Description of the task: Reproduce word for word the complete passage below about Lyuben Dilov's science fiction.

Text segment:
>>

In The Path of Icarus, we are also introduced to the Fourth Law of Robotics, ostensibly for comic effect. The claim to have produced the earliest known addition to Asimov’s sacred Three Laws is a matter of great pride for Bulgarian SF, but the passage where it is actually stated is somewhat condensed and unassuming. This new law obligates the robot to identify itself as a robot in all circumstances. The cynical justification mentions market forces and the embarrassment of accidentally flirting with an automated female voice on the phone, but the less obvious utility of including, and immediately augmenting, Asimov’s holy commandments is an uncondensed skeptical analysis of robotics, laws, humans, and the soothing nature of small numbers. Lest it be said that Lyuben Dilov was picking on Asimov as a foreign competitor, do note that he used equal diligence in his treatment of Bible stories, apocrypha, Plato, all historians, nationalistic traditions, the socialist-realism he was paid to promote, and his own narrative offerings, which were often as simple as an ordinary Bible story. And in this sense, you could call him irreverent, but, in most cases, you cannot fail to credit the exemplary modesty of his presentation.
In the wake of the resounding legitimacy brought by The Path of Icarus, and before his most biting satirical offerings, Dilov wrote a space novel for teenagers, Niki & Numi (1980, 1983), released in two parts. Still ever vigilant in his anti-establishment allegory (the school guard in the role of the state), Dilov addresses children with moderation, temperately, and accommodates without compromise, but avoids talking down to his audience, something the author often warned against with regard to children’s literature. Taken in the context of the oeuvre, the saga of the earthly Niki and the extraterrestrial Numi demonstrates Dilov’s consistent motivation to deliver a specific, vital message to a specific audience who needs it, not only to unload his imaginative excesses (a license he also fully utilizes, nonetheless). But perhaps good timely advice can also be universally valid by coincidence. Sometimes framed as familiar Aesopian diagramming, other times stated more directly, Dilov captures the child’s thin distinction between laughter and tears, and he educates the characters and us by having the heroes compare the two different worlds they come from. They discuss the pain of being unjust to others and whether each civilization has its own truths with equal vigor. Adult readers can rediscover the great historical markers of human civilization through Numi’s alien eyes and the various alien beings they meet paint a full image of the possible spectrum of the imaginary. In Bulgaria today, the two Niki & Numi books are probably the best remembered of Dilov’s works, owing to the timing; they’ve already been introduced to the first generation of the twenty-first century.

<<

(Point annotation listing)
>>

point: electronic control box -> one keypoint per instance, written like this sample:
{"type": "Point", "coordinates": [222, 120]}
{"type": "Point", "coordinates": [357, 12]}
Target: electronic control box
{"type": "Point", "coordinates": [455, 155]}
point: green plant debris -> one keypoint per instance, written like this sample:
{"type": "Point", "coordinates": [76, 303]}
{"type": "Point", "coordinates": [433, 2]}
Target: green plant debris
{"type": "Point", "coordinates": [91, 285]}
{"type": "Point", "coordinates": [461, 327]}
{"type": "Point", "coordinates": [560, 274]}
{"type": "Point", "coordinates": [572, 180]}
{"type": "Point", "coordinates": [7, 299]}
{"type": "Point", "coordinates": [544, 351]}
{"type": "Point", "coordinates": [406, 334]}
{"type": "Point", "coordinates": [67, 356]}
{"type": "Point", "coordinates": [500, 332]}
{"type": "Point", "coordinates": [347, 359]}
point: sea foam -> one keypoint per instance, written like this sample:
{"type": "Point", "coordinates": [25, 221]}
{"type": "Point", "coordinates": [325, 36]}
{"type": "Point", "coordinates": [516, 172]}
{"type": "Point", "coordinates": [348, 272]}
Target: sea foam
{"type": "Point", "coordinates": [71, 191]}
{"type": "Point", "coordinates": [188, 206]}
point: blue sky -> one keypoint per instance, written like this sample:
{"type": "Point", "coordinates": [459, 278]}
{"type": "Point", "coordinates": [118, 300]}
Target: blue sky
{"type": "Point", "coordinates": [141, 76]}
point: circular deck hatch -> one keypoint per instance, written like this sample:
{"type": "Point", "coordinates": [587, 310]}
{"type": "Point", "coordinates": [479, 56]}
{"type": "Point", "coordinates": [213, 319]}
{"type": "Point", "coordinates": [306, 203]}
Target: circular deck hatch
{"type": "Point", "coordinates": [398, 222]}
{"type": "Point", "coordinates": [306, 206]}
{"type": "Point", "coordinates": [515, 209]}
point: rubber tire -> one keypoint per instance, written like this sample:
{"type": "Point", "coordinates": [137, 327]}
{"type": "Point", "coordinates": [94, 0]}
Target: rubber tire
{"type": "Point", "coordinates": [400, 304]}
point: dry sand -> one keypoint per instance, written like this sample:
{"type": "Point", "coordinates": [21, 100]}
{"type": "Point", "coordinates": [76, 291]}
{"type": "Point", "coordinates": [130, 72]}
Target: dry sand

<<

Solution to this exercise:
In The Path of Icarus, we are also introduced to the Fourth Law of Robotics, ostensibly for comic effect. The claim to have produced the earliest known addition to Asimov’s sacred Three Laws is a matter of great pride for Bulgarian SF, but the passage where it is actually stated is somewhat condensed and unassuming. This new law obligates the robot to identify itself as a robot in all circumstances. The cynical justification mentions market forces and the embarrassment of accidentally flirting with an automated female voice on the phone, but the less obvious utility of including, and immediately augmenting, Asimov’s holy commandments is an uncondensed skeptical analysis of robotics, laws, humans, and the soothing nature of small numbers. Lest it be said that Lyuben Dilov was picking on Asimov as a foreign competitor, do note that he used equal diligence in his treatment of Bible stories, apocrypha, Plato, all historians, nationalistic traditions, the socialist-realism he was paid to promote, and his own narrative offerings, which were often as simple as an ordinary Bible story. And in this sense, you could call him irreverent, but, in most cases, you cannot fail to credit the exemplary modesty of his presentation.
In the wake of the resounding legitimacy brought by The Path of Icarus, and before his most biting satirical offerings, Dilov wrote a space novel for teenagers, Niki & Numi (1980, 1983), released in two parts. Still ever vigilant in his anti-establishment allegory (the school guard in the role of the state), Dilov addresses children with moderation, temperately, and accommodates without compromise, but avoids talking down to his audience, something the author often warned against with regard to children’s literature. Taken in the context of the oeuvre, the saga of the earthly Niki and the extraterrestrial Numi demonstrates Dilov’s consistent motivation to deliver a specific, vital message to a specific audience who needs it, not only to unload his imaginative excesses (a license he also fully utilizes, nonetheless). But perhaps good timely advice can also be universally valid by coincidence. Sometimes framed as familiar Aesopian diagramming, other times stated more directly, Dilov captures the child’s thin distinction between laughter and tears, and he educates the characters and us by having the heroes compare the two different worlds they come from. They discuss the pain of being unjust to others and whether each civilization has its own truths with equal vigor. Adult readers can rediscover the great historical markers of human civilization through Numi’s alien eyes and the various alien beings they meet paint a full image of the possible spectrum of the imaginary. In Bulgaria today, the two Niki & Numi books are probably the best remembered of Dilov’s works, owing to the timing; they’ve already been introduced to the first generation of the twenty-first century.